From the line that includes "foliage, that would be wonderful." to the last line of the records, inclusive, repeat each line exactly.
---
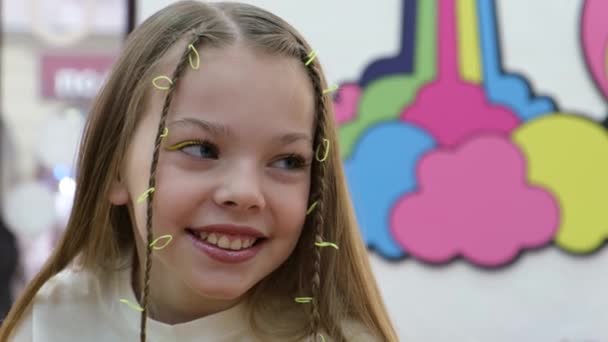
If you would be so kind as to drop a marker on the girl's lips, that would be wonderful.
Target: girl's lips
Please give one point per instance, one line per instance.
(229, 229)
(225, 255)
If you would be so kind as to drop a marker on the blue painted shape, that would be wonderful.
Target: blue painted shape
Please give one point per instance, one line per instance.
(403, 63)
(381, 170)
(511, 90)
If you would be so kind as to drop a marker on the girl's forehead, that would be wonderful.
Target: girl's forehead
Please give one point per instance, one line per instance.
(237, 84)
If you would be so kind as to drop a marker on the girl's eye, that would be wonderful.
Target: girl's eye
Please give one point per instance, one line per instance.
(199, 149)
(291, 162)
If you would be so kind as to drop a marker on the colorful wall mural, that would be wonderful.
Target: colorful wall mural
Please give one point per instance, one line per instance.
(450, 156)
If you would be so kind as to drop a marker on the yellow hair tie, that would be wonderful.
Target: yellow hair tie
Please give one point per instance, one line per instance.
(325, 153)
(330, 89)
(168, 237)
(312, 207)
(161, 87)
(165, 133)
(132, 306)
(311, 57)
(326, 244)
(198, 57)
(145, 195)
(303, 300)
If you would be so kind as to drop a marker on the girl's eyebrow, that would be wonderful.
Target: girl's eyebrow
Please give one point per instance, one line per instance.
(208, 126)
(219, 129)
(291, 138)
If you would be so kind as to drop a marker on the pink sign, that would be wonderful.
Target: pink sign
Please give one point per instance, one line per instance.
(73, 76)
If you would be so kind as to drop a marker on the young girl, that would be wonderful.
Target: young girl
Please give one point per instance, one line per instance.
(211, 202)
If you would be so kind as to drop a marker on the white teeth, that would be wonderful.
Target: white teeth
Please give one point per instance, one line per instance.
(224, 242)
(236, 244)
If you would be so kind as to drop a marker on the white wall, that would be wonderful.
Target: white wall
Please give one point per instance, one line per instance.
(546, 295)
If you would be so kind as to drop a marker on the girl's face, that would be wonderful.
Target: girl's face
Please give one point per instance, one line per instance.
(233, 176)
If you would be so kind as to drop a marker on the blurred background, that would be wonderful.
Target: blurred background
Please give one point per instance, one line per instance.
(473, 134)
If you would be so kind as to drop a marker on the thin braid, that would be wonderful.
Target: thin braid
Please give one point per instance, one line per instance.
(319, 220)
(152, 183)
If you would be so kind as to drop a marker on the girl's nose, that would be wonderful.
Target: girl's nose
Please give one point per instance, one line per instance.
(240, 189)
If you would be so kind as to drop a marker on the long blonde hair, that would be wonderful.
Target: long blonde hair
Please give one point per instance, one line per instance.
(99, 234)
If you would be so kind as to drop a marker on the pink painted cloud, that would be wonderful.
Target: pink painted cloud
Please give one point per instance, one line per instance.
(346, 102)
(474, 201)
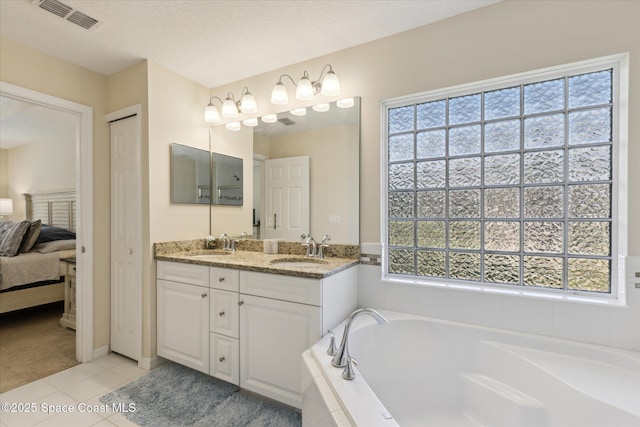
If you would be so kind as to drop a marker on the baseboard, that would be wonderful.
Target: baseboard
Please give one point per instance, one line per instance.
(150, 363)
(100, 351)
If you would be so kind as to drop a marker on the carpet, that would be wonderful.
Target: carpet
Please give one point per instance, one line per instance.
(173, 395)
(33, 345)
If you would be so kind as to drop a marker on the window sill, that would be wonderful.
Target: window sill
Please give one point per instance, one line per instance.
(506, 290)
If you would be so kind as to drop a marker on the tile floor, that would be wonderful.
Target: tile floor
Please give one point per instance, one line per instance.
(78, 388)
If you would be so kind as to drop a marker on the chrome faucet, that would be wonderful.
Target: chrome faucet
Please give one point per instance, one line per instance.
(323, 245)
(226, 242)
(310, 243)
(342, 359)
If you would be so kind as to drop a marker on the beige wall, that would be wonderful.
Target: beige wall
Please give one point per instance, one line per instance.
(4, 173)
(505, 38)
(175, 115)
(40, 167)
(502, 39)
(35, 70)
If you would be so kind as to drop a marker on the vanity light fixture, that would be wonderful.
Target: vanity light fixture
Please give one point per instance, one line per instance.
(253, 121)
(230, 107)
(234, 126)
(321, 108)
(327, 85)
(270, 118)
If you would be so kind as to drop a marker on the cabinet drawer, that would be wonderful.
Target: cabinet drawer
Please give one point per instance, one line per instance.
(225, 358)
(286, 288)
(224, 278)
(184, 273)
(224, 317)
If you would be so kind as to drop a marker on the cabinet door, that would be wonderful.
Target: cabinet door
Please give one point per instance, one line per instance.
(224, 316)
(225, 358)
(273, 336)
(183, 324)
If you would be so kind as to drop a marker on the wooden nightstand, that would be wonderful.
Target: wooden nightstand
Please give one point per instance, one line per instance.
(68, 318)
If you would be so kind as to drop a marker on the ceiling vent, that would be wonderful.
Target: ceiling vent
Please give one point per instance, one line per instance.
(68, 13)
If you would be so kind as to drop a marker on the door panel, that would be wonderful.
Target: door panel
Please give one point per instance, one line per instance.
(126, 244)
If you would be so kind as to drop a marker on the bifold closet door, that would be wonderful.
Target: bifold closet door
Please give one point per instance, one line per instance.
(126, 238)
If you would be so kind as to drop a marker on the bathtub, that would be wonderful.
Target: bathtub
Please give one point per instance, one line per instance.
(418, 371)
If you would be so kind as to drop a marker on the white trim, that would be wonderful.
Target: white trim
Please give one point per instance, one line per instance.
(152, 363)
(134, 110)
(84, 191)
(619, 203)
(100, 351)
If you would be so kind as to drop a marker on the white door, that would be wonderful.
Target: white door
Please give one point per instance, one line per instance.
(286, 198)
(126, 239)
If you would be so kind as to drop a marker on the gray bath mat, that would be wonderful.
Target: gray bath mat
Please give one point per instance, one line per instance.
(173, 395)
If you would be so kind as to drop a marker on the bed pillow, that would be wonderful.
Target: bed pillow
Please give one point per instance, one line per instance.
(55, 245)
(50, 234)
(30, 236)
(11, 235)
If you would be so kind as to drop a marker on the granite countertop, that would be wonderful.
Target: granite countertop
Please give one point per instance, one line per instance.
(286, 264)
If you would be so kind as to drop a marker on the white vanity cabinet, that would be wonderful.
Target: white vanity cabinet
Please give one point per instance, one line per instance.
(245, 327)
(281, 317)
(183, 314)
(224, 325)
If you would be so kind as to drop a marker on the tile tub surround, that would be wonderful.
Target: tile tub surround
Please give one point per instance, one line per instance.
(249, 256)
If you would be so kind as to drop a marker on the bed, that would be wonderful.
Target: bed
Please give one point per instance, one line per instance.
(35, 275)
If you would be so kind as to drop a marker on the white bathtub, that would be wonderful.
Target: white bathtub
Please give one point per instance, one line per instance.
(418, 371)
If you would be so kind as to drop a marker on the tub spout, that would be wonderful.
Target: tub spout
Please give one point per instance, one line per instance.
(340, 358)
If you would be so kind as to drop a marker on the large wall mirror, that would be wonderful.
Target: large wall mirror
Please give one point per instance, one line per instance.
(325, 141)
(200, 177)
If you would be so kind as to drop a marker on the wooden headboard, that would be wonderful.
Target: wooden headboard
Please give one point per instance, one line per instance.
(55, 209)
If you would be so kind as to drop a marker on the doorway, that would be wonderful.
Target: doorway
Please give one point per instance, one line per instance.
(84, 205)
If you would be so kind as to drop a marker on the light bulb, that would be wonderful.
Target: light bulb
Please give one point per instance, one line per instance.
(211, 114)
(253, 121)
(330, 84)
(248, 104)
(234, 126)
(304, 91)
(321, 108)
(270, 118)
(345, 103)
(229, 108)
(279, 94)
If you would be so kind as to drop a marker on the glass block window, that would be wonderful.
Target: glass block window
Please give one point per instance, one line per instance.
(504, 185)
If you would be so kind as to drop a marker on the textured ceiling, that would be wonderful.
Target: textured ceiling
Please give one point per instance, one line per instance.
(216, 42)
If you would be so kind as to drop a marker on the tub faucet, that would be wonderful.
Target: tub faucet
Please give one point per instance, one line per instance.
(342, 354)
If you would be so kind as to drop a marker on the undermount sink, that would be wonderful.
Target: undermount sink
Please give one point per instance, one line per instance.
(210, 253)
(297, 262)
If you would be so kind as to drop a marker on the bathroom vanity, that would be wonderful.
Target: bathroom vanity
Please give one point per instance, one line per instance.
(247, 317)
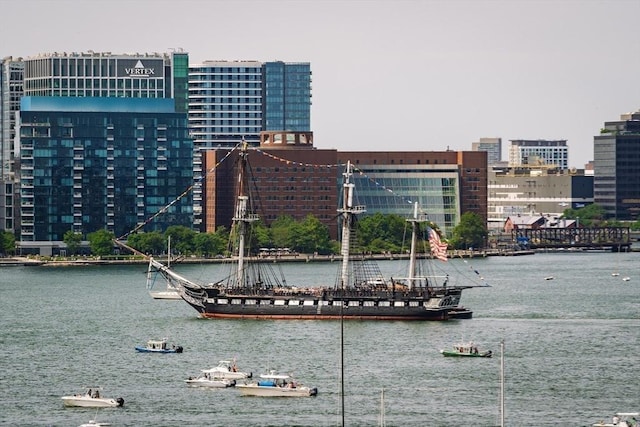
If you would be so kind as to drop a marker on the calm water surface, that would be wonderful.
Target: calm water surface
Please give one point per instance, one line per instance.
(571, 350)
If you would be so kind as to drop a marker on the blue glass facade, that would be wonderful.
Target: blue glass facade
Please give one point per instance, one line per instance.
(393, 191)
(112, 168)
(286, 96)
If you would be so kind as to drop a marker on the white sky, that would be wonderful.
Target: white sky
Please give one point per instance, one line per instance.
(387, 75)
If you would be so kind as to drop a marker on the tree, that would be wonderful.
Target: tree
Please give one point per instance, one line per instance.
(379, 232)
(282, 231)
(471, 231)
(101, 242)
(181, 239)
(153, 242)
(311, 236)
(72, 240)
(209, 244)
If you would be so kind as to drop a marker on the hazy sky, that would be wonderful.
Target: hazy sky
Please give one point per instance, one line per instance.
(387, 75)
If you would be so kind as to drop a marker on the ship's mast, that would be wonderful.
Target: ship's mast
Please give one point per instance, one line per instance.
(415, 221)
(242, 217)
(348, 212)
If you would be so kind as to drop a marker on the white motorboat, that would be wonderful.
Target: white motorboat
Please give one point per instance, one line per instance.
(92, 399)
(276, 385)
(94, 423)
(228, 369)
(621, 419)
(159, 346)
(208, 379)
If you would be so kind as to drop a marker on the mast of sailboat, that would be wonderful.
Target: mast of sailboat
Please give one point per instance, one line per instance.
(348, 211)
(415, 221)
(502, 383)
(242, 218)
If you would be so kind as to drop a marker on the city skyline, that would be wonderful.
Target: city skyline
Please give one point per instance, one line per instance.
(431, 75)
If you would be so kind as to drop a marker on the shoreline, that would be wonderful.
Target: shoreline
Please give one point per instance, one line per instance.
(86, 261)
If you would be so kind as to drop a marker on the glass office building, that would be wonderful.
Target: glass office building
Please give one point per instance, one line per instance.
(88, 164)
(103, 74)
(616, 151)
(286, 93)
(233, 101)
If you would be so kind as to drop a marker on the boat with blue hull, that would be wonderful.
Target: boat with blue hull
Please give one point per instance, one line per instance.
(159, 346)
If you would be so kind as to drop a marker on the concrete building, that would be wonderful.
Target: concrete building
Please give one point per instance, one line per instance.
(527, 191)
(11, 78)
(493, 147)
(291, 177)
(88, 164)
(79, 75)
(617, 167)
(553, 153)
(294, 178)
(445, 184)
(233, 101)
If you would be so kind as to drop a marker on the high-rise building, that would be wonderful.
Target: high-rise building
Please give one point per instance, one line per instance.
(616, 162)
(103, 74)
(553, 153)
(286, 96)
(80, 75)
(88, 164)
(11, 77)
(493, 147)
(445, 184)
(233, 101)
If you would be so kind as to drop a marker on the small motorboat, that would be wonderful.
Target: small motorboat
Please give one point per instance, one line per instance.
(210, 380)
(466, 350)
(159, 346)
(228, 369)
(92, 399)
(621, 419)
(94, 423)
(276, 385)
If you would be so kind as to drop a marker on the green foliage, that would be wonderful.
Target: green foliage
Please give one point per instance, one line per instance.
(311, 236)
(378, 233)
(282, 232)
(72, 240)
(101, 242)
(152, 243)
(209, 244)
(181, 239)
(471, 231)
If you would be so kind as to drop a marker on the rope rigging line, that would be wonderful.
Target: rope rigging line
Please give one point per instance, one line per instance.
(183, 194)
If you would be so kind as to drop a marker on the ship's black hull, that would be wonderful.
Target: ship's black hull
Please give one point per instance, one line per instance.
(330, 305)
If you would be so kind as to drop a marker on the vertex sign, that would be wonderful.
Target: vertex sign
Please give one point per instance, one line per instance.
---
## Exercise output
If you would be so kind as to drop a marker on the green foliage, that would be wonderful.
Target: green foliage
Please give one point per instance, one line per instance.
(311, 236)
(378, 233)
(282, 232)
(72, 240)
(101, 242)
(152, 243)
(209, 244)
(181, 239)
(471, 231)
If you would be so kind as to drop a marker on the rope rigging line, that would be wonderful.
Target: rope rigging line
Please give one point per instance, one line per instance.
(183, 194)
If you would be so kind as to drop a marker on the ship's black hull, that would be wonderful.
Target: ship's black hull
Please give one point per instance, one line per instance.
(330, 305)
If you would be so kind as to drop a marker on the vertex sign, that would be wonderful.
Target: vertex sign
Please give one point per instance, one line per instance.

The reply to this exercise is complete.